TEXT EXCERPT ▸
I don't chop them up any more. I use egg boxes opened out and complete toilet tubes in a layer between kitchen scraps. I find they break down just fine and they create space for air in the bin.
Newsprint is also often overlooked as a carbon source; its carbon:nitrogen ratio is 400-800:1, which makes it one of the best sources available. If worried about potential contaminants in the ink, rub a page with your thumb. If it doesn't smear, it's probably good to go!
I literally gasped when I calculated I need 10 cubic meters of compost with the buffer... and then you went into talking how much I can produce and how and I managed to catch my breath again :D thank you :) wonderful video again!
I recently purchased a heavy duty chipper/shredder with a chute on it that blows the shredded plants, leaves, etc., directly into the compost bin. Has really improved the speed of making some great compost.
Can’t wait to see how you do the chicken compost! It was one of my favourite parts in your new book but I’d love to see it actually being done :) Thank u Huw!
I started my veggie garden in August 2021 and my bed size is 1,4 by 1m. I harvested about 10% of my veggie needs last year, did not buy a tomato for 4 months. Still digging out the tough Kikuya grass in patches and putting in concrete barriers and have made a plan for one raised garden bed. Made a lot of mistakes along the way, big learning curve. This year I want to try getting 20% of my needs. Compost still far down on the list of self sufficient. Cape Town, South Africa has a mediterranean climate and easy to grow almost anything. You are doing well, nice job.
Hello. Here in NZ we also have Kikuyu grass....it grows rampant in Northland and it's a constant battle to keep it from getting into the garden. It's the one thing I use spray for!
I have various types of raised beds but the ones with the least work is the recycled water tanks as the plastic ones are maintenance free but you can make them more attractive with wood planks.
I have a 10 rod allotment and I can never make enough compost.. there’s just not enough materials around unless I source it from elsewhere. It’s definitely not easy to be self sufficient in composting in an urban city setting. But I love making compost no matter how much volume it gives.
If you can drive around a near by town, you will see many home owners or renters that rake fall brown leaves and put them in a tall paper sack and put them by the curb for pick up by the town. USA. Check local papers or search online for leaf pick up in your area.

EXTRACTED DATA ▸
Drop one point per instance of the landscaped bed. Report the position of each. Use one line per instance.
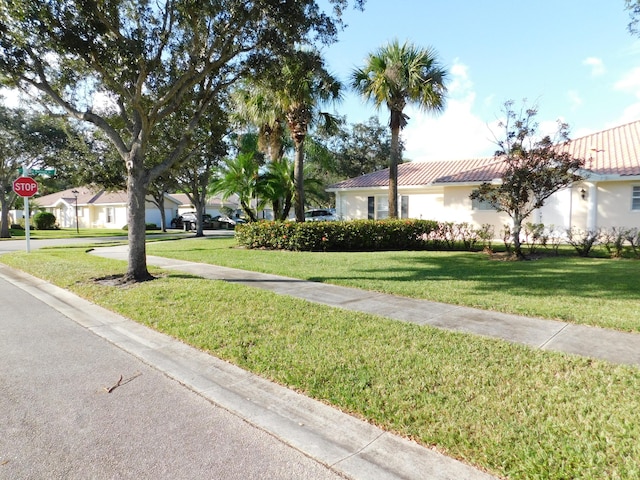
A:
(516, 412)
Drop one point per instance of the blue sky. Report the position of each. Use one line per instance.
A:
(575, 59)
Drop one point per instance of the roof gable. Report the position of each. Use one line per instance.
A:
(613, 152)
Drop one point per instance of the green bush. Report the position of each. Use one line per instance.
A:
(357, 235)
(147, 226)
(44, 221)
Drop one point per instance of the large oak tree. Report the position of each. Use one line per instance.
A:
(146, 59)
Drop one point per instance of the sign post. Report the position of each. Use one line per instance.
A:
(26, 187)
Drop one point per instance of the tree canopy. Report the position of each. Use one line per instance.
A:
(536, 167)
(124, 66)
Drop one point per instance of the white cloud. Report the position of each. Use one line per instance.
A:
(596, 64)
(630, 83)
(455, 134)
(574, 99)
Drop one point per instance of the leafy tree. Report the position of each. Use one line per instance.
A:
(633, 6)
(396, 75)
(32, 140)
(293, 93)
(148, 59)
(359, 149)
(534, 169)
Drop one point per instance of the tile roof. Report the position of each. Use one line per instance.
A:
(615, 151)
(86, 196)
(611, 152)
(414, 173)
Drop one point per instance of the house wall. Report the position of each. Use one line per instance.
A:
(614, 203)
(606, 204)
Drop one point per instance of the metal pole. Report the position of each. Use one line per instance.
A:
(27, 215)
(27, 222)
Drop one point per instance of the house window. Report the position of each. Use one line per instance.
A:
(371, 208)
(479, 204)
(404, 206)
(382, 207)
(635, 198)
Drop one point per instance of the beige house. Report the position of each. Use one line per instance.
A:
(96, 208)
(609, 195)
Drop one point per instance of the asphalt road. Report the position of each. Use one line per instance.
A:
(59, 422)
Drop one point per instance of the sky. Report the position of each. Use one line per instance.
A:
(573, 59)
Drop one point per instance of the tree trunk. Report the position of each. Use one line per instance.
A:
(394, 159)
(136, 194)
(298, 179)
(163, 219)
(517, 228)
(4, 218)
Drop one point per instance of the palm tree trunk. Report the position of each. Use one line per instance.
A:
(136, 195)
(394, 159)
(298, 178)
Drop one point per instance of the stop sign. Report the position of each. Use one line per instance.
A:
(25, 186)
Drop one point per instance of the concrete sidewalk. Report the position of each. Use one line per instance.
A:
(610, 345)
(346, 445)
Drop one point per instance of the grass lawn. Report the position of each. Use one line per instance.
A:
(590, 291)
(17, 234)
(513, 411)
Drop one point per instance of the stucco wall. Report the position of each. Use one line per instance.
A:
(614, 205)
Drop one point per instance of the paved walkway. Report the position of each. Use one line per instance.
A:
(611, 345)
(341, 443)
(345, 444)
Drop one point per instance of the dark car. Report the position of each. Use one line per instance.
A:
(187, 221)
(223, 221)
(319, 215)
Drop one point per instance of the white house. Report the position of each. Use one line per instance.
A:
(609, 195)
(96, 208)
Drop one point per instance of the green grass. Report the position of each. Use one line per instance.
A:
(66, 233)
(589, 291)
(513, 411)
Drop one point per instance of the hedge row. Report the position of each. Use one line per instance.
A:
(356, 235)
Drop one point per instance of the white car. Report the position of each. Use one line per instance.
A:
(320, 214)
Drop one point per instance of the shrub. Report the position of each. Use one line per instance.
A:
(582, 240)
(44, 221)
(357, 235)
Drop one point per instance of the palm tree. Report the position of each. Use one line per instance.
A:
(240, 176)
(397, 75)
(303, 86)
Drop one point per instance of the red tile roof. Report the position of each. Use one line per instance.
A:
(611, 152)
(414, 173)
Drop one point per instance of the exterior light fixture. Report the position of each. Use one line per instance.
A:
(75, 194)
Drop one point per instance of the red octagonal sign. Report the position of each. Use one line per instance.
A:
(25, 186)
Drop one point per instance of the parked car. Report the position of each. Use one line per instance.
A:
(320, 214)
(188, 221)
(223, 221)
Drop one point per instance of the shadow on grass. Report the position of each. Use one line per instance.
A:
(580, 277)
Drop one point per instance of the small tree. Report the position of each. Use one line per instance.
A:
(534, 168)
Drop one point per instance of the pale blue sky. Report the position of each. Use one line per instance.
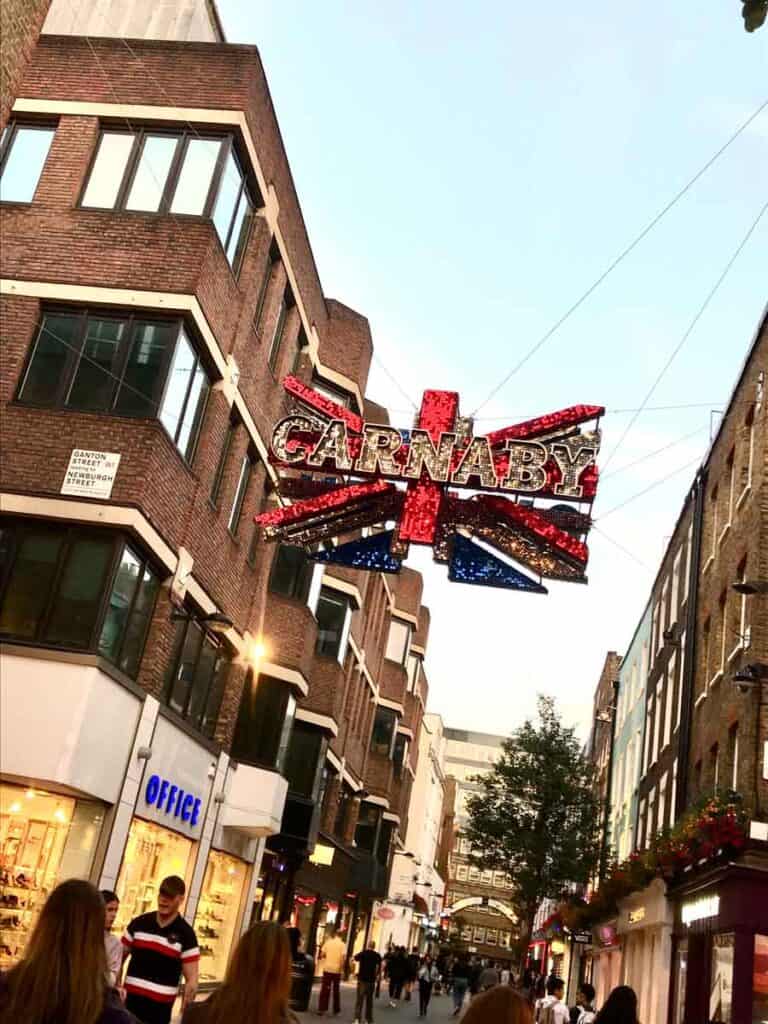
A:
(466, 171)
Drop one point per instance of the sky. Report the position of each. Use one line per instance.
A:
(466, 172)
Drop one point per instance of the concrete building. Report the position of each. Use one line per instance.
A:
(177, 695)
(478, 913)
(411, 915)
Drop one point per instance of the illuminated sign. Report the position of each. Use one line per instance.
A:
(373, 473)
(699, 909)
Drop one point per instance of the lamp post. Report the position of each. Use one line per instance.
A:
(607, 717)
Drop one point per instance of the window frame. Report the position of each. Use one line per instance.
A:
(132, 320)
(8, 137)
(72, 532)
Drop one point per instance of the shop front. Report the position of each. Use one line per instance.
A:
(645, 924)
(720, 956)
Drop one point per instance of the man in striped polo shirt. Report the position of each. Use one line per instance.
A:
(162, 946)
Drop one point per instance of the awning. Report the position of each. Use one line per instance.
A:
(420, 904)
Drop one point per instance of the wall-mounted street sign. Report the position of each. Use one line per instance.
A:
(90, 474)
(374, 474)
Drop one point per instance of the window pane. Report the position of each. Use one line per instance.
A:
(179, 377)
(143, 378)
(195, 179)
(240, 230)
(53, 348)
(193, 414)
(123, 590)
(78, 597)
(29, 587)
(152, 173)
(93, 384)
(24, 164)
(229, 188)
(331, 615)
(108, 170)
(207, 664)
(138, 624)
(190, 638)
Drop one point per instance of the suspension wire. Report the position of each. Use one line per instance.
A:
(649, 455)
(651, 486)
(622, 255)
(689, 330)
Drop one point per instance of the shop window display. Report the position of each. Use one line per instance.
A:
(218, 909)
(152, 853)
(44, 839)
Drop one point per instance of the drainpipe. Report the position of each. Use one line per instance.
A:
(699, 485)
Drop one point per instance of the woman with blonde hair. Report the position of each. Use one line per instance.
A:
(257, 984)
(62, 976)
(500, 1005)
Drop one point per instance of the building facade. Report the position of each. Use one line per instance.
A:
(178, 696)
(478, 915)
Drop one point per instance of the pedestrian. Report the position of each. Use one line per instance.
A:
(161, 946)
(428, 975)
(462, 974)
(620, 1008)
(551, 1010)
(333, 957)
(584, 1011)
(488, 978)
(397, 970)
(499, 1006)
(369, 969)
(113, 945)
(412, 977)
(257, 983)
(62, 976)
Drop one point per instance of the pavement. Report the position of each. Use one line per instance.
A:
(440, 1009)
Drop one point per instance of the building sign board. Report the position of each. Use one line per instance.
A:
(90, 474)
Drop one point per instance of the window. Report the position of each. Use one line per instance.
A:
(280, 329)
(69, 587)
(244, 477)
(155, 171)
(398, 641)
(218, 476)
(264, 722)
(124, 366)
(333, 616)
(24, 150)
(382, 736)
(733, 755)
(292, 572)
(195, 684)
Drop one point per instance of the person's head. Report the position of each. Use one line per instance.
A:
(586, 994)
(62, 976)
(257, 983)
(112, 905)
(620, 1008)
(171, 896)
(500, 1005)
(555, 986)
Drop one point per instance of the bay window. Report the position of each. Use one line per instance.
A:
(80, 589)
(24, 150)
(120, 365)
(154, 170)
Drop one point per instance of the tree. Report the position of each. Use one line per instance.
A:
(537, 814)
(754, 13)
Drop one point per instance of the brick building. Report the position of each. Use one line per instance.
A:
(478, 915)
(175, 691)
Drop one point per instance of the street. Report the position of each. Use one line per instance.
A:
(440, 1008)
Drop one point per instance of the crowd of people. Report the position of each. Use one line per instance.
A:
(75, 971)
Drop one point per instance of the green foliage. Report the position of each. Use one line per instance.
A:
(537, 814)
(754, 13)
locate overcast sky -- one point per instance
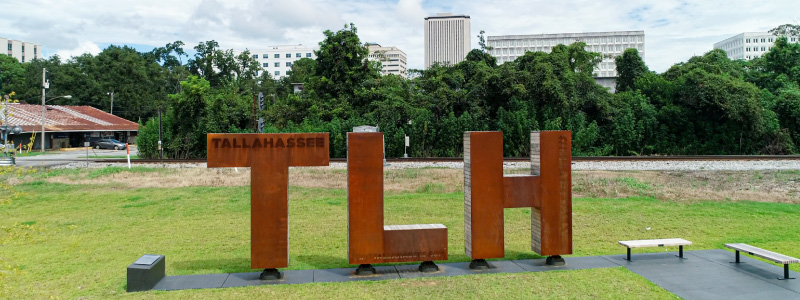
(674, 30)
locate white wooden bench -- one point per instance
(765, 254)
(655, 243)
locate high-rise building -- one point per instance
(278, 60)
(22, 51)
(749, 45)
(446, 39)
(393, 60)
(610, 44)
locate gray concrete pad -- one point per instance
(704, 274)
(698, 277)
(349, 274)
(573, 263)
(253, 278)
(186, 282)
(459, 268)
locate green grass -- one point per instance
(74, 241)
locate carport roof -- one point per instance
(66, 118)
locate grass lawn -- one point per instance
(72, 233)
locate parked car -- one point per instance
(110, 144)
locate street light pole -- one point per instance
(44, 86)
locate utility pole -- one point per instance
(112, 102)
(44, 86)
(160, 149)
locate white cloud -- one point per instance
(674, 29)
(83, 47)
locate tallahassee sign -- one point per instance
(486, 193)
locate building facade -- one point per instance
(278, 60)
(66, 126)
(609, 44)
(393, 60)
(22, 51)
(447, 39)
(750, 45)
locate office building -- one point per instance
(22, 51)
(393, 60)
(749, 45)
(447, 39)
(609, 44)
(278, 60)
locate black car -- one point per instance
(110, 144)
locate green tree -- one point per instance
(341, 69)
(630, 67)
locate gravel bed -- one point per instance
(597, 165)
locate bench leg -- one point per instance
(785, 272)
(629, 254)
(680, 251)
(737, 259)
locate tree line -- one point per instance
(706, 105)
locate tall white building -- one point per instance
(749, 45)
(393, 60)
(446, 39)
(22, 51)
(610, 44)
(278, 60)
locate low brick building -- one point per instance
(67, 126)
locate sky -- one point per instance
(674, 30)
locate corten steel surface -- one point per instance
(483, 194)
(269, 156)
(487, 192)
(368, 240)
(555, 192)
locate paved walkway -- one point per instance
(705, 274)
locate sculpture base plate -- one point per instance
(366, 269)
(271, 274)
(555, 260)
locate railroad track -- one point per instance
(511, 159)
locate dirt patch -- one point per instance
(769, 186)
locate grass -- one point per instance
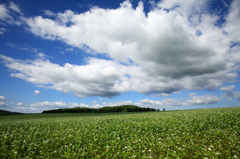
(206, 133)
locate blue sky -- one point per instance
(161, 54)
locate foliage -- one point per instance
(108, 109)
(206, 133)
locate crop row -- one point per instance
(209, 133)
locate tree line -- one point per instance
(108, 109)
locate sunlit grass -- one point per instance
(208, 133)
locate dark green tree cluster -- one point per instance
(108, 109)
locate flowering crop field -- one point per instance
(205, 133)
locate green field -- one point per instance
(206, 133)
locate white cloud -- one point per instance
(15, 8)
(2, 98)
(192, 94)
(21, 104)
(2, 30)
(161, 51)
(4, 12)
(69, 49)
(236, 95)
(2, 101)
(37, 92)
(2, 104)
(60, 104)
(229, 92)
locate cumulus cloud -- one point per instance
(230, 93)
(228, 90)
(15, 8)
(159, 52)
(60, 104)
(37, 92)
(2, 101)
(21, 104)
(2, 98)
(5, 13)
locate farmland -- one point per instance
(205, 133)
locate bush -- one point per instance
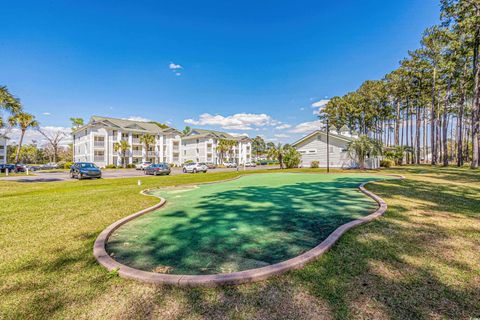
(292, 158)
(387, 163)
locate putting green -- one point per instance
(250, 222)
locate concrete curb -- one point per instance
(239, 277)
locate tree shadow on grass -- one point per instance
(242, 228)
(387, 269)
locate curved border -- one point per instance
(239, 277)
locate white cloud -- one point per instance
(173, 66)
(239, 121)
(283, 126)
(137, 118)
(307, 126)
(319, 105)
(33, 135)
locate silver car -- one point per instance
(195, 167)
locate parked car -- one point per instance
(143, 165)
(230, 164)
(50, 165)
(195, 167)
(211, 165)
(158, 169)
(4, 167)
(20, 168)
(81, 170)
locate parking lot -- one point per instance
(45, 176)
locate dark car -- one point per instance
(4, 167)
(20, 168)
(81, 170)
(158, 169)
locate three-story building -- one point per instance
(95, 142)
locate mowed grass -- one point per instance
(421, 260)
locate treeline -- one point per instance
(429, 106)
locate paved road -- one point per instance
(108, 174)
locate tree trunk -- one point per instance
(460, 130)
(17, 156)
(397, 124)
(432, 121)
(445, 125)
(417, 135)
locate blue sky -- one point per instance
(251, 67)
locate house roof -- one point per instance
(126, 125)
(331, 135)
(203, 133)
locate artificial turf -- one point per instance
(241, 224)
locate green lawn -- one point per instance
(418, 261)
(241, 224)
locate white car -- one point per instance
(143, 165)
(230, 164)
(195, 167)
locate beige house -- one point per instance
(201, 146)
(313, 147)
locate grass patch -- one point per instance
(418, 261)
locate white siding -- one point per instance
(315, 149)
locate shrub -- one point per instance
(292, 158)
(387, 163)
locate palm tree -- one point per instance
(76, 122)
(147, 140)
(363, 147)
(24, 121)
(277, 152)
(187, 130)
(8, 102)
(224, 147)
(122, 147)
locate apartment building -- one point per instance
(201, 146)
(94, 142)
(3, 149)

GIVEN EXERCISE 1 ▸ Print the passage of the composting comments from "If you can drive" up to and including "in your area.", copying it word for word.
GIVEN EXERCISE 2 ▸ Count how many lines of the records contain the string "bush", and reply with only that number.
The composting comments and the records have nothing to do with each other.

WORKED SOLUTION 1 ▸
If you can drive around a near by town, you will see many home owners or renters that rake fall brown leaves and put them in a tall paper sack and put them by the curb for pick up by the town. USA. Check local papers or search online for leaf pick up in your area.

WORKED SOLUTION 2 ▸ 2